» Written request:
Copy the line with "Teacher note: indicate the speedway" and all lines following it through the last line of the entries, exactly as written.

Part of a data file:
——————

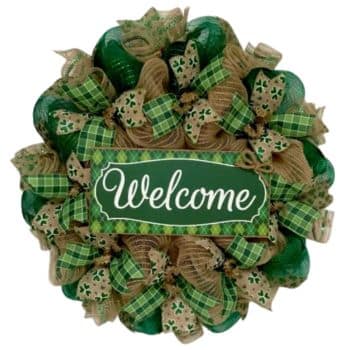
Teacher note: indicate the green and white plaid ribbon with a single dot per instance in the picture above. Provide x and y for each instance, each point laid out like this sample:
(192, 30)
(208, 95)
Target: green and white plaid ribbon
(93, 284)
(247, 253)
(161, 111)
(162, 115)
(49, 185)
(200, 302)
(284, 191)
(123, 269)
(238, 117)
(213, 74)
(88, 95)
(144, 304)
(73, 209)
(94, 134)
(292, 124)
(298, 217)
(230, 296)
(77, 255)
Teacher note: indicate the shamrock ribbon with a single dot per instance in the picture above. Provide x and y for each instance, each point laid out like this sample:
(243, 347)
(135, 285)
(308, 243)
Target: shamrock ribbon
(267, 95)
(246, 253)
(92, 131)
(299, 213)
(155, 294)
(93, 93)
(98, 282)
(144, 38)
(162, 110)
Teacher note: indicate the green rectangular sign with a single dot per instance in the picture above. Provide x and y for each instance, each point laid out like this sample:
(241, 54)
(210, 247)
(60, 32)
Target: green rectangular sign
(157, 192)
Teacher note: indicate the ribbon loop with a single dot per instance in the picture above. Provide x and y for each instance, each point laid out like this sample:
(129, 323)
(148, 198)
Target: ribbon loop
(123, 269)
(162, 115)
(238, 117)
(143, 305)
(213, 74)
(49, 185)
(76, 255)
(247, 253)
(298, 217)
(94, 134)
(292, 125)
(73, 209)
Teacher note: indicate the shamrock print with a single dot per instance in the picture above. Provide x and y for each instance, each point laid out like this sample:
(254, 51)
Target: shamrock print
(254, 278)
(260, 85)
(178, 64)
(263, 296)
(276, 93)
(178, 307)
(42, 219)
(72, 171)
(97, 275)
(130, 100)
(280, 145)
(65, 126)
(85, 289)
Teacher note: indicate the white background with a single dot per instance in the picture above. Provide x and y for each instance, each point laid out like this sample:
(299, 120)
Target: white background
(314, 38)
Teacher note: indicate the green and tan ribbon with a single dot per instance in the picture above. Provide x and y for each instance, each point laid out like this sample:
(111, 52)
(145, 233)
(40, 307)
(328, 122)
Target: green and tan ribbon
(146, 37)
(93, 131)
(93, 94)
(302, 209)
(49, 185)
(253, 285)
(46, 221)
(98, 282)
(74, 209)
(162, 110)
(36, 159)
(246, 253)
(77, 173)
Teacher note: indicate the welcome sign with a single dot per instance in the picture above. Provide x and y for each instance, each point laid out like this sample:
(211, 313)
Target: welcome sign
(176, 192)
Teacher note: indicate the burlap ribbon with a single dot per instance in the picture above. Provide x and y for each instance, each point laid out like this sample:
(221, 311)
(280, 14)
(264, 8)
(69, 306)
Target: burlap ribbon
(302, 207)
(144, 38)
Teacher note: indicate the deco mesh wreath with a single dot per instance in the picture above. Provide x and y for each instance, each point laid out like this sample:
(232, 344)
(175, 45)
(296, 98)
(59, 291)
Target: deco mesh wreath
(162, 82)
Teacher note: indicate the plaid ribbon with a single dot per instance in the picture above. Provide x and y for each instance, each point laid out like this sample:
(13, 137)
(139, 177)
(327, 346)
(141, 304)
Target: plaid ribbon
(123, 269)
(163, 117)
(281, 190)
(88, 95)
(144, 304)
(200, 302)
(292, 124)
(298, 217)
(49, 185)
(238, 117)
(230, 296)
(161, 111)
(76, 255)
(213, 74)
(73, 209)
(94, 134)
(247, 253)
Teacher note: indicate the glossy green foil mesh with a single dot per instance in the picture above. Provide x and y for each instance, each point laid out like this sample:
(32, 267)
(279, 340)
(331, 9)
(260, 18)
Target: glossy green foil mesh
(161, 100)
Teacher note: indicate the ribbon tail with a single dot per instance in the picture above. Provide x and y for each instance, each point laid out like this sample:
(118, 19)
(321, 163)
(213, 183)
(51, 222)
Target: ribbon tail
(123, 269)
(298, 217)
(73, 209)
(143, 305)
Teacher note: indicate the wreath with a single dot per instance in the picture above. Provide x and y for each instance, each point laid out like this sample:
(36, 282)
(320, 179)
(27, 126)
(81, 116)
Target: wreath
(163, 82)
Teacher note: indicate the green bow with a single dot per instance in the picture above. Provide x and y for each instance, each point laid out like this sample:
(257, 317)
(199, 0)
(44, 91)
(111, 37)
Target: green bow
(298, 214)
(98, 282)
(162, 111)
(60, 186)
(266, 97)
(155, 294)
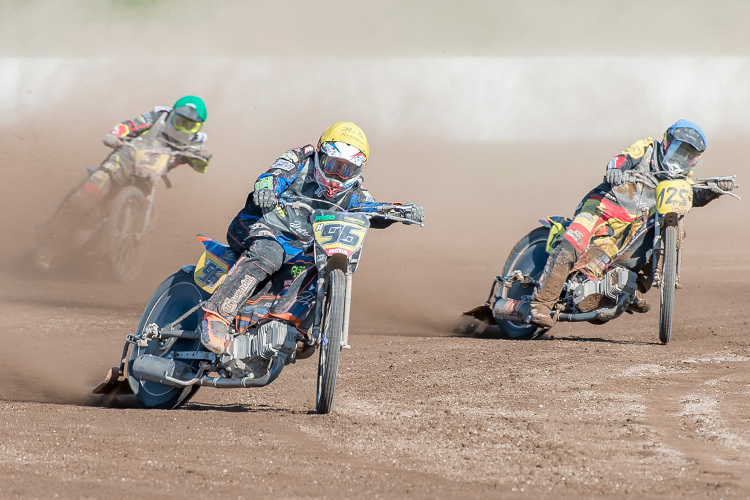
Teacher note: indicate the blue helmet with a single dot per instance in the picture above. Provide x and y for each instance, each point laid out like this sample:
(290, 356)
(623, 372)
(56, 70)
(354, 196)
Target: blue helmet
(682, 146)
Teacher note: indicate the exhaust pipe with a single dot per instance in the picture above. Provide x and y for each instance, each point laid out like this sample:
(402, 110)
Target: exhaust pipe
(172, 373)
(160, 370)
(512, 310)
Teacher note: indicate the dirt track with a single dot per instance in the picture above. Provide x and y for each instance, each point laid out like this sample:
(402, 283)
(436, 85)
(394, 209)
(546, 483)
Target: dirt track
(422, 410)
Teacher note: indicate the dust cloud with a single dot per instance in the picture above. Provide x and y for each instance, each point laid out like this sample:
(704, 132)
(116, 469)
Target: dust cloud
(491, 115)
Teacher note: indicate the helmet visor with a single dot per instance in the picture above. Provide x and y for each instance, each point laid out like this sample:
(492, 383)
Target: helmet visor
(680, 157)
(184, 124)
(337, 169)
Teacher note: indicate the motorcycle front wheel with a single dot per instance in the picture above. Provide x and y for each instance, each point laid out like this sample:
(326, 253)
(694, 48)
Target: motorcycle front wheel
(125, 234)
(175, 296)
(332, 329)
(529, 256)
(668, 282)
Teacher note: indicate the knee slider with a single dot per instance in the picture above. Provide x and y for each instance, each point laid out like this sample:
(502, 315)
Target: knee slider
(268, 253)
(566, 251)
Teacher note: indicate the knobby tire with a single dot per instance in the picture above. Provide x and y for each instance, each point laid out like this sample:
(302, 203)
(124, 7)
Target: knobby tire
(332, 329)
(668, 281)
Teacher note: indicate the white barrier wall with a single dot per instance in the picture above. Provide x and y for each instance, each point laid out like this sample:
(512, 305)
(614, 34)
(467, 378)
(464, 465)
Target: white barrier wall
(440, 98)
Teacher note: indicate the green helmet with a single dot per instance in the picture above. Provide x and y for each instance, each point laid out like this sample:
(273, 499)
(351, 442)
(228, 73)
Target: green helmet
(185, 119)
(193, 103)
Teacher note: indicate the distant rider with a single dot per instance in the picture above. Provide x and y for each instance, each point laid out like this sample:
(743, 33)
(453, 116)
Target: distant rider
(177, 127)
(611, 210)
(263, 233)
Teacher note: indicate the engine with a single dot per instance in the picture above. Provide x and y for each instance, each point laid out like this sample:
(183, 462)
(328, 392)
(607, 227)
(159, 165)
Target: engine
(250, 352)
(587, 294)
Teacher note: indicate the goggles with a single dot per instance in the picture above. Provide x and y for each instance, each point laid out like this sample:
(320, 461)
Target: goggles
(339, 169)
(680, 157)
(184, 124)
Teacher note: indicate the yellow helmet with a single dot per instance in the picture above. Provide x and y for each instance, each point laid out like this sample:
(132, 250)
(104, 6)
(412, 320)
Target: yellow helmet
(348, 133)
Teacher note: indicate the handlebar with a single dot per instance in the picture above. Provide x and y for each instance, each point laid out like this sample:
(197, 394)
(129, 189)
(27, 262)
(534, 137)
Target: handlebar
(709, 183)
(172, 150)
(387, 212)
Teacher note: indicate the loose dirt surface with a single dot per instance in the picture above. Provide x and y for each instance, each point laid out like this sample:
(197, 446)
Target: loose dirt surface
(421, 411)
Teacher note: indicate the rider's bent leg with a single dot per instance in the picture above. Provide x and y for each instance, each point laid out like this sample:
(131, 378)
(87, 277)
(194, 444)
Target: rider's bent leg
(261, 260)
(551, 283)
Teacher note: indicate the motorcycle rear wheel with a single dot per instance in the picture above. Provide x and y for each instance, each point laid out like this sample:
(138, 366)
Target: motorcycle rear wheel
(125, 234)
(529, 256)
(172, 298)
(668, 281)
(332, 329)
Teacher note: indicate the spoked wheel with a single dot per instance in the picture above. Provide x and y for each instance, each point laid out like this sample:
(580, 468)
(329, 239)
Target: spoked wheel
(528, 256)
(668, 281)
(125, 234)
(175, 296)
(332, 328)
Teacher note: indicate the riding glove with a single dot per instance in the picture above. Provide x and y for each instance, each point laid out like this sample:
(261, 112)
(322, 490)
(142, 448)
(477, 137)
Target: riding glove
(613, 176)
(264, 198)
(412, 211)
(113, 141)
(203, 152)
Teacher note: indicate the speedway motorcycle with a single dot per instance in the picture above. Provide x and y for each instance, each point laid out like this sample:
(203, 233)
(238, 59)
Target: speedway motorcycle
(599, 289)
(304, 307)
(116, 230)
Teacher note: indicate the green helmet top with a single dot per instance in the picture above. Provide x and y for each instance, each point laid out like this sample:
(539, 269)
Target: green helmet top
(191, 101)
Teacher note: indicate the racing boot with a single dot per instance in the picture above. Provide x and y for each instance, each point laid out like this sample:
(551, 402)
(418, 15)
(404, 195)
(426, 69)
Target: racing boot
(215, 334)
(551, 283)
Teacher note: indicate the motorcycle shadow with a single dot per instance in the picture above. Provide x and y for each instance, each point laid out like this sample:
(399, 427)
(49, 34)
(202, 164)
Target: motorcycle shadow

——————

» Task solution:
Teacher note: indicate the speedway motorcycle with a single dot per instance in the picture above. Provide x and y for each instance, each point laid out like this sample:
(203, 233)
(238, 59)
Target: speedway motorcycle
(599, 289)
(304, 307)
(116, 230)
Teacher note: indicate the green helmet top with a single dot per instance in the picture above. Provide x and y for each instance, each point laid out like this sample:
(539, 269)
Target: green helmet top
(191, 101)
Teacher note: indicate the racing boot with a single dot per instance in the picture above. Provide x and y for each instance, each point laid out like this sample:
(551, 402)
(418, 15)
(404, 195)
(426, 69)
Target: racing boot
(215, 334)
(551, 283)
Teacher note: indicate the motorcycle shadow with a single dot per instance in the picture above. Provide x and y for each instance, each point laid out like this sample:
(399, 427)
(49, 34)
(202, 164)
Target: motorcycle shadow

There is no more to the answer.